Exercise objective: The copy must hold every line from the one with "326L124 271L95 235L42" through the end of the listing, word for word, and must hold no pictures.

*** Provided data Section Begins ***

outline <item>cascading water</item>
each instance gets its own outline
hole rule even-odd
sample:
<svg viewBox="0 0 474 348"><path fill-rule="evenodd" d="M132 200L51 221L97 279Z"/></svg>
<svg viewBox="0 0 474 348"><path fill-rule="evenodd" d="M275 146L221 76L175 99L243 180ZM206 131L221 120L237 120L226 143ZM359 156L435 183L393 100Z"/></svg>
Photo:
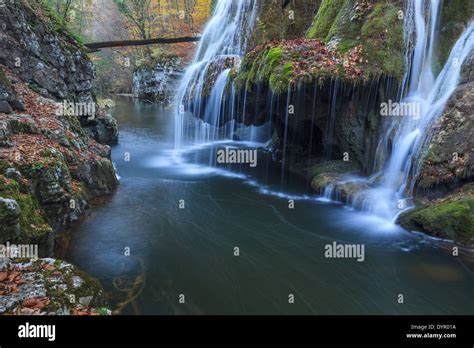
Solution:
<svg viewBox="0 0 474 348"><path fill-rule="evenodd" d="M407 69L405 78L408 90L401 102L419 106L420 114L399 117L397 123L391 121L385 137L389 139L394 134L392 151L385 169L378 176L383 180L376 188L359 193L353 200L354 205L389 219L410 207L406 198L413 192L433 122L442 113L458 84L461 66L474 49L474 22L471 22L455 43L442 71L434 77L433 48L438 37L440 5L438 0L430 1L428 12L425 12L424 1L410 1L408 5L410 16L407 20L414 22L416 42L411 68ZM411 33L405 34L410 37Z"/></svg>
<svg viewBox="0 0 474 348"><path fill-rule="evenodd" d="M175 148L219 138L222 101L230 65L238 65L251 36L256 16L254 0L219 0L204 29L193 63L177 95ZM218 74L208 98L206 79ZM208 83L209 84L209 83ZM204 100L206 99L206 100ZM232 101L231 101L232 102ZM235 103L235 101L233 101ZM235 115L231 115L234 117ZM202 118L202 120L200 119ZM232 125L233 122L230 122Z"/></svg>

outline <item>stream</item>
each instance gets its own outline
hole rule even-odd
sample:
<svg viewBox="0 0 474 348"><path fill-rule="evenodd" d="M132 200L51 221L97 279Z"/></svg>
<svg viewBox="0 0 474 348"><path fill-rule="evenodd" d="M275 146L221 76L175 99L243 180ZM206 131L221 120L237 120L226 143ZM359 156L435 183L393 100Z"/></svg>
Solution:
<svg viewBox="0 0 474 348"><path fill-rule="evenodd" d="M60 253L101 281L112 308L139 277L121 313L474 314L472 252L453 257L448 242L317 197L298 178L282 186L264 150L255 168L210 167L204 147L176 161L172 110L119 99L113 116L120 186ZM363 245L363 261L325 257L333 242Z"/></svg>

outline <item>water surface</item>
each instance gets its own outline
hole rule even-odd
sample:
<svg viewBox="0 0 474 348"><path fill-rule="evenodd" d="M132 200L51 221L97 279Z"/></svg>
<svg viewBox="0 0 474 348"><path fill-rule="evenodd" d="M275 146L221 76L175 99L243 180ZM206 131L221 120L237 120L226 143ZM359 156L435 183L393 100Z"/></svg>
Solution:
<svg viewBox="0 0 474 348"><path fill-rule="evenodd" d="M206 148L180 163L171 111L122 100L114 116L120 186L75 226L63 252L103 283L114 308L127 295L117 289L144 280L122 313L474 314L472 253L453 257L429 238L325 202L297 179L282 187L264 151L256 168L209 167ZM326 258L334 241L364 244L365 260Z"/></svg>

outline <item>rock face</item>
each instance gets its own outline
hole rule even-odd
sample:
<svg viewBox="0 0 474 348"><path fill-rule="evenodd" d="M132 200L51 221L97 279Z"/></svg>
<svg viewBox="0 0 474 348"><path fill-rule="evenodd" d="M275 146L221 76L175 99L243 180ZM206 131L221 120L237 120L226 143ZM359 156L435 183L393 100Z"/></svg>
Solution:
<svg viewBox="0 0 474 348"><path fill-rule="evenodd" d="M474 55L462 68L460 85L433 126L433 137L421 164L419 195L443 195L473 180Z"/></svg>
<svg viewBox="0 0 474 348"><path fill-rule="evenodd" d="M24 111L25 107L23 102L18 99L10 81L0 68L0 113L9 114L13 110Z"/></svg>
<svg viewBox="0 0 474 348"><path fill-rule="evenodd" d="M152 103L170 104L183 75L180 60L170 59L133 73L133 94Z"/></svg>
<svg viewBox="0 0 474 348"><path fill-rule="evenodd" d="M0 23L0 64L45 97L92 101L93 64L46 2L0 6Z"/></svg>
<svg viewBox="0 0 474 348"><path fill-rule="evenodd" d="M93 197L117 187L110 147L94 140L115 142L116 124L99 112L84 127L8 78L25 111L0 113L0 244L37 244L40 257L51 256L56 232L79 219Z"/></svg>
<svg viewBox="0 0 474 348"><path fill-rule="evenodd" d="M0 257L0 284L0 314L111 314L100 283L64 261Z"/></svg>
<svg viewBox="0 0 474 348"><path fill-rule="evenodd" d="M9 1L0 23L0 244L37 244L51 256L56 232L116 188L100 143L117 142L117 124L100 108L57 113L63 103L96 105L95 73L46 1Z"/></svg>

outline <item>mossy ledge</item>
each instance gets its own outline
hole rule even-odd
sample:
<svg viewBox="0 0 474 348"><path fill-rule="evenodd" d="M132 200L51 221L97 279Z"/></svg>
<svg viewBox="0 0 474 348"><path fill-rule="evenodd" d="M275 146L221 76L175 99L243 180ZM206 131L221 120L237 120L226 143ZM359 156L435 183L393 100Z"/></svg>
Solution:
<svg viewBox="0 0 474 348"><path fill-rule="evenodd" d="M467 184L451 196L423 203L401 214L399 223L411 231L474 247L474 184Z"/></svg>
<svg viewBox="0 0 474 348"><path fill-rule="evenodd" d="M272 92L286 92L300 83L324 83L340 78L350 83L370 79L373 71L361 46L339 53L319 39L271 41L250 51L238 71L229 76L236 88L251 91L258 83Z"/></svg>

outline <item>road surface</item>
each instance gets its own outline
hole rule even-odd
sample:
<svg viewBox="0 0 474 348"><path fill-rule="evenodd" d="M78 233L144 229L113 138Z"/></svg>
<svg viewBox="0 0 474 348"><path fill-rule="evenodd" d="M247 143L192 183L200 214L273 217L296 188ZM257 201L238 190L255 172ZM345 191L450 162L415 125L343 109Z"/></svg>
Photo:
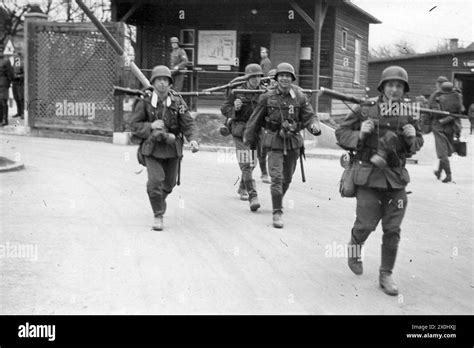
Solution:
<svg viewBox="0 0 474 348"><path fill-rule="evenodd" d="M378 287L380 226L362 276L341 253L355 199L338 194L337 160L308 158L304 184L297 169L278 230L268 184L257 180L262 208L251 213L232 154L186 151L157 232L136 146L1 136L25 169L0 173L0 313L473 314L472 146L442 184L425 138L408 166L391 297Z"/></svg>

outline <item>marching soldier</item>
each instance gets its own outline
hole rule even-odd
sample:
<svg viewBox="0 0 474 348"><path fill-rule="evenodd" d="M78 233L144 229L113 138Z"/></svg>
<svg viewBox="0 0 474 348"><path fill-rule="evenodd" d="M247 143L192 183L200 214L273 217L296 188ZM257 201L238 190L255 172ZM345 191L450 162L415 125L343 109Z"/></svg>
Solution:
<svg viewBox="0 0 474 348"><path fill-rule="evenodd" d="M260 89L260 79L263 77L262 68L258 64L249 64L245 67L246 84L241 89ZM257 187L253 180L252 172L255 168L254 151L243 142L245 125L257 106L259 94L257 93L229 93L229 96L221 107L221 112L229 119L231 132L234 138L237 161L242 172L242 180L239 187L239 195L248 201L251 211L260 208Z"/></svg>
<svg viewBox="0 0 474 348"><path fill-rule="evenodd" d="M264 127L263 146L268 150L273 206L273 227L283 228L283 197L288 190L303 147L300 131L307 128L321 134L318 117L308 97L292 85L296 80L291 64L280 63L276 70L276 88L260 96L259 103L247 122L245 144L255 148L258 133Z"/></svg>
<svg viewBox="0 0 474 348"><path fill-rule="evenodd" d="M23 118L23 109L25 107L24 87L25 87L25 73L23 70L23 55L18 52L13 62L13 98L15 98L17 114L13 117Z"/></svg>
<svg viewBox="0 0 474 348"><path fill-rule="evenodd" d="M464 111L462 95L454 89L451 82L438 82L438 89L429 98L429 108L460 114ZM444 170L446 177L442 182L448 183L452 181L449 157L454 152L454 138L459 138L461 135L461 120L453 116L432 115L430 118L436 155L439 159L438 170L434 171L434 175L439 180Z"/></svg>
<svg viewBox="0 0 474 348"><path fill-rule="evenodd" d="M270 58L268 58L268 48L260 47L260 57L262 58L260 66L262 67L263 75L268 76L268 73L272 68L272 62Z"/></svg>
<svg viewBox="0 0 474 348"><path fill-rule="evenodd" d="M0 45L0 127L8 125L8 90L13 79L12 65L4 58L3 50L3 45Z"/></svg>
<svg viewBox="0 0 474 348"><path fill-rule="evenodd" d="M176 185L183 134L193 152L199 150L194 119L184 100L171 89L171 71L164 65L153 68L151 96L137 102L130 120L132 134L142 138L139 155L148 172L147 193L155 216L153 230L163 229L166 197Z"/></svg>
<svg viewBox="0 0 474 348"><path fill-rule="evenodd" d="M416 117L395 112L384 114L381 110L394 110L384 106L401 102L409 90L405 69L399 66L386 68L378 85L380 96L375 98L373 105L350 112L336 130L338 144L356 151L353 180L357 187L357 207L348 265L355 274L362 274L362 245L382 220L379 283L388 295L398 294L391 274L407 206L405 186L410 178L405 168L406 158L422 147L423 137Z"/></svg>
<svg viewBox="0 0 474 348"><path fill-rule="evenodd" d="M177 37L170 39L171 54L170 54L170 69L173 74L173 89L177 92L183 90L184 74L179 70L185 69L188 65L188 56L186 51L179 47L179 40Z"/></svg>

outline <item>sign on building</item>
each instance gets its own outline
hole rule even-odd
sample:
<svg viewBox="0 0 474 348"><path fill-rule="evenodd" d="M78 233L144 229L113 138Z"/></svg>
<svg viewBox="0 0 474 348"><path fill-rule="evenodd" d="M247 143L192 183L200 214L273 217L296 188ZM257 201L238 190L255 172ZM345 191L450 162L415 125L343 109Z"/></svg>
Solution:
<svg viewBox="0 0 474 348"><path fill-rule="evenodd" d="M12 40L8 40L3 50L3 54L6 56L12 56L15 53L15 48L13 47Z"/></svg>
<svg viewBox="0 0 474 348"><path fill-rule="evenodd" d="M199 30L198 65L238 65L237 31Z"/></svg>

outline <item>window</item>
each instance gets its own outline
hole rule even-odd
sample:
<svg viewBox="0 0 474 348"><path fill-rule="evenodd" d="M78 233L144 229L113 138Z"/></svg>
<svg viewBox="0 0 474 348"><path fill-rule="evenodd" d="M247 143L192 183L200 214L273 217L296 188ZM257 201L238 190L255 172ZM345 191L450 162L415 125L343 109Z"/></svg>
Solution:
<svg viewBox="0 0 474 348"><path fill-rule="evenodd" d="M347 31L343 30L342 31L342 49L345 50L347 49Z"/></svg>
<svg viewBox="0 0 474 348"><path fill-rule="evenodd" d="M361 61L361 41L355 39L355 52L354 52L354 83L360 84L360 69L362 65Z"/></svg>
<svg viewBox="0 0 474 348"><path fill-rule="evenodd" d="M194 46L194 29L181 30L181 44L183 46Z"/></svg>

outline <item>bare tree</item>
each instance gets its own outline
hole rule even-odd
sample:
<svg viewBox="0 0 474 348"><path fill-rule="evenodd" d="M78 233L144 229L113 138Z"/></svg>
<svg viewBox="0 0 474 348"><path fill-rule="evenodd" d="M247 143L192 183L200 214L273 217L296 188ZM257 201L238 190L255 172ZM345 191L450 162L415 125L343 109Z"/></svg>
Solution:
<svg viewBox="0 0 474 348"><path fill-rule="evenodd" d="M396 43L394 43L394 46L399 56L416 53L415 49L413 48L413 45L406 39L401 39L397 41Z"/></svg>

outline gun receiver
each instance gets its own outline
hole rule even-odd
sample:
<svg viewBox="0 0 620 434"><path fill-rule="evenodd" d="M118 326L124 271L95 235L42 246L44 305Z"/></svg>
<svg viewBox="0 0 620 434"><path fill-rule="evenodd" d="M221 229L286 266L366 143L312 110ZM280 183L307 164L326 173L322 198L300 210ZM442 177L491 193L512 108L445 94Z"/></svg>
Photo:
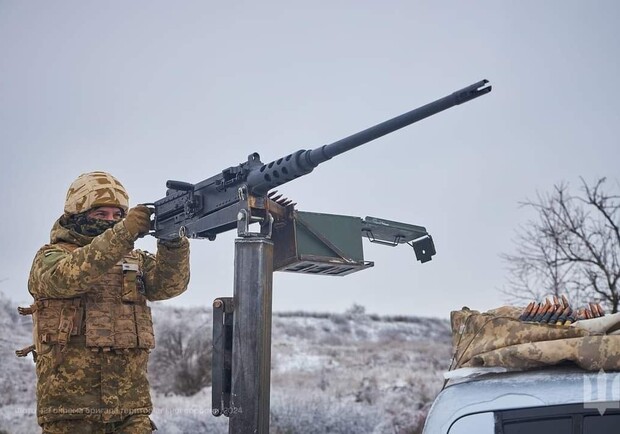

*** Provided data Section Ends ***

Exercise response:
<svg viewBox="0 0 620 434"><path fill-rule="evenodd" d="M118 326L124 271L95 235L42 246L44 305Z"/></svg>
<svg viewBox="0 0 620 434"><path fill-rule="evenodd" d="M221 229L286 266L366 143L312 110ZM280 183L307 164L326 173L322 198L300 210ZM442 177L491 193L512 108L445 94Z"/></svg>
Photo:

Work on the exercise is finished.